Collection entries

---

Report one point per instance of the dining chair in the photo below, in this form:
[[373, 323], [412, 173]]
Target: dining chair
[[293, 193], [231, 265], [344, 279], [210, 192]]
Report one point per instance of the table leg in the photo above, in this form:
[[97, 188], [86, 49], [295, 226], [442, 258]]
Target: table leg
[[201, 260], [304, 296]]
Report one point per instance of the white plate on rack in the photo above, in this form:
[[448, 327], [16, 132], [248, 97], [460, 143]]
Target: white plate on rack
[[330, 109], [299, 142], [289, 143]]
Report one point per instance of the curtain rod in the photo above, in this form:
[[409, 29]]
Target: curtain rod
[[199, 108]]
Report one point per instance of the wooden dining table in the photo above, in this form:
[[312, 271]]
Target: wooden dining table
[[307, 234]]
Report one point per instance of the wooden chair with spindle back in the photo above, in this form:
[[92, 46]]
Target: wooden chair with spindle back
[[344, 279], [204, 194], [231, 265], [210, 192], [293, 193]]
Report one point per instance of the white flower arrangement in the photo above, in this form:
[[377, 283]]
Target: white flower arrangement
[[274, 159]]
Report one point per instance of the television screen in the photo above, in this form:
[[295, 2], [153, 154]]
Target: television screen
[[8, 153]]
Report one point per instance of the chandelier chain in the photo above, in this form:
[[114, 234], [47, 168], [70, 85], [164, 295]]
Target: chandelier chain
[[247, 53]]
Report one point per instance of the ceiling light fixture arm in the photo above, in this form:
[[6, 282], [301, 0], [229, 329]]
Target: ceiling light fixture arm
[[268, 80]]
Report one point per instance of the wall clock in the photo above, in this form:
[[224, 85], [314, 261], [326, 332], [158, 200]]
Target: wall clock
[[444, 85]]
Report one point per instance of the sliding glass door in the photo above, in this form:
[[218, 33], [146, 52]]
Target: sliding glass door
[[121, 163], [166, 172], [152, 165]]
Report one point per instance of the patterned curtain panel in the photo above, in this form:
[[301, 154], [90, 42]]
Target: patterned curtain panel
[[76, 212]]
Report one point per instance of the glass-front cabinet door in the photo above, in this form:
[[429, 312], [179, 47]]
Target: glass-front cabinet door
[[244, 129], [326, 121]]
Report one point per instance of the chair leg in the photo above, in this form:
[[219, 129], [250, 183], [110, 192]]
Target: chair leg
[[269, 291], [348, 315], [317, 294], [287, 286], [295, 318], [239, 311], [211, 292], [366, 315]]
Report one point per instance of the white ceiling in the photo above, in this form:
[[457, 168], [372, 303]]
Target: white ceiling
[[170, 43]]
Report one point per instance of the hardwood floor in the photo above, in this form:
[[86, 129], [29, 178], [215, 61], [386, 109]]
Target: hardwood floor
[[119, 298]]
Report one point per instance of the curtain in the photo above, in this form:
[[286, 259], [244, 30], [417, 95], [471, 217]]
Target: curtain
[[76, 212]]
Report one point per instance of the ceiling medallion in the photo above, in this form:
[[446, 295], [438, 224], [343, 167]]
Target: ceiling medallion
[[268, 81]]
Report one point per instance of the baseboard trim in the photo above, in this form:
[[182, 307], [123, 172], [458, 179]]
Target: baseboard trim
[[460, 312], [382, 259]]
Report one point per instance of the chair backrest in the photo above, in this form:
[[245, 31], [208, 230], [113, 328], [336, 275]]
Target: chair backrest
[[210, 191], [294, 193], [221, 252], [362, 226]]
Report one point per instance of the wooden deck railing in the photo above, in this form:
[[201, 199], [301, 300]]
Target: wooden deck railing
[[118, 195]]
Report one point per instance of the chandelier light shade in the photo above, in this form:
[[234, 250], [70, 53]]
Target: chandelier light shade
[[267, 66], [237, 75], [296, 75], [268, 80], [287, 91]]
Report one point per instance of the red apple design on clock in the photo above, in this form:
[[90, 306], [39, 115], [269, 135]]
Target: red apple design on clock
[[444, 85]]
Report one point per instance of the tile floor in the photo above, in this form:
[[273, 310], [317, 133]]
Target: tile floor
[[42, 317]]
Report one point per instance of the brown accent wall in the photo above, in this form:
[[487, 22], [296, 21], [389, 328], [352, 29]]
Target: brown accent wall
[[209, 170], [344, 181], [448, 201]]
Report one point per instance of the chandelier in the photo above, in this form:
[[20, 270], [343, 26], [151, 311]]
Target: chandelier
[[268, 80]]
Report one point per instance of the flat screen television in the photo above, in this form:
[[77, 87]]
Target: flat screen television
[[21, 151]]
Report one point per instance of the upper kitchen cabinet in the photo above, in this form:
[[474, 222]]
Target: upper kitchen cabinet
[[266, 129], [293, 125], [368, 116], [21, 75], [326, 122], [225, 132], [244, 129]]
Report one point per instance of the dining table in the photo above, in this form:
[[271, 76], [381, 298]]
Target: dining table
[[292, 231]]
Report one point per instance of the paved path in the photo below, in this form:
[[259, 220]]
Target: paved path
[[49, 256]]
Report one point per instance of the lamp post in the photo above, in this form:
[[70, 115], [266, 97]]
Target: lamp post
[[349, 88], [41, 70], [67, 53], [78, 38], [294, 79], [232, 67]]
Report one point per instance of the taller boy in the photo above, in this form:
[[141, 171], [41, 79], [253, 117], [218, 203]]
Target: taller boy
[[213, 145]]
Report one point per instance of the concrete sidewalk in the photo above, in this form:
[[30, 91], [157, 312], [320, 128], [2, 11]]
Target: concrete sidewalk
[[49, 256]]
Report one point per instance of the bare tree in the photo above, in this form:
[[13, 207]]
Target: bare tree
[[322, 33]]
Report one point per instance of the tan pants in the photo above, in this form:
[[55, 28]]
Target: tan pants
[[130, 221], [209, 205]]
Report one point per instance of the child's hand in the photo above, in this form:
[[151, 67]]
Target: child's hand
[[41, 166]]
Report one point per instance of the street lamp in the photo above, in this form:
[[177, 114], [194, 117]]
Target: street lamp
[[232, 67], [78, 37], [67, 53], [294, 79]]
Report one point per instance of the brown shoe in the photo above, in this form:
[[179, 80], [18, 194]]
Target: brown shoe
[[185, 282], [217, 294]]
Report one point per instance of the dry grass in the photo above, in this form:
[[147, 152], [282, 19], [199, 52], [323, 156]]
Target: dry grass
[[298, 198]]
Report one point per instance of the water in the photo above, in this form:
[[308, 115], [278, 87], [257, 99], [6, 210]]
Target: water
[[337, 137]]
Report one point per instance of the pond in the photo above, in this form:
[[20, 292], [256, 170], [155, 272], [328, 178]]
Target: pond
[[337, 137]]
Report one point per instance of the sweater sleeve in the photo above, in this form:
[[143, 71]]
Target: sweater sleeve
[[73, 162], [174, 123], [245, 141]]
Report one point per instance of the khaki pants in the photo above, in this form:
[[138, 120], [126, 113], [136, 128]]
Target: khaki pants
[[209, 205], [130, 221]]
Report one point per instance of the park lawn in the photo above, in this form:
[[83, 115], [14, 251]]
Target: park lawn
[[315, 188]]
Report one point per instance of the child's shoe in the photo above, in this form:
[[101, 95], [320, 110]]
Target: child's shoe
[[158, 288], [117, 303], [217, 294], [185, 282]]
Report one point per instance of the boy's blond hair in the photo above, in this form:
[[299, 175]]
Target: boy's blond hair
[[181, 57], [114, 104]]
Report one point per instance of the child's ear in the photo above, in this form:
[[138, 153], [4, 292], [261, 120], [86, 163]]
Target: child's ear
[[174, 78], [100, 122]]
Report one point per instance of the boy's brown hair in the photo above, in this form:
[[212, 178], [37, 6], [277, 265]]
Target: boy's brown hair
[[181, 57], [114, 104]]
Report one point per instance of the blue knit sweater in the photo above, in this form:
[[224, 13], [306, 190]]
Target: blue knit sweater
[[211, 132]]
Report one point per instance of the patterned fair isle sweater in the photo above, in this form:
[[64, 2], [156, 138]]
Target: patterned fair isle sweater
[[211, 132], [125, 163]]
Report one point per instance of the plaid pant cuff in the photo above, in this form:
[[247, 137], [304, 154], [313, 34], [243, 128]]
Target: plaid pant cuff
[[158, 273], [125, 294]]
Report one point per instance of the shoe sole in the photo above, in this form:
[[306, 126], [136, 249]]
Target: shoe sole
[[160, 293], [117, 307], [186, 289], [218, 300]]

---

_What needs to be done_:
Each line above where the word "below" occurs should be returned in full.

_Expected answer_:
Report one point per instance of the dining chair in the photo below, in this form:
Report one point per instance of the paved path in the photo below, in this form:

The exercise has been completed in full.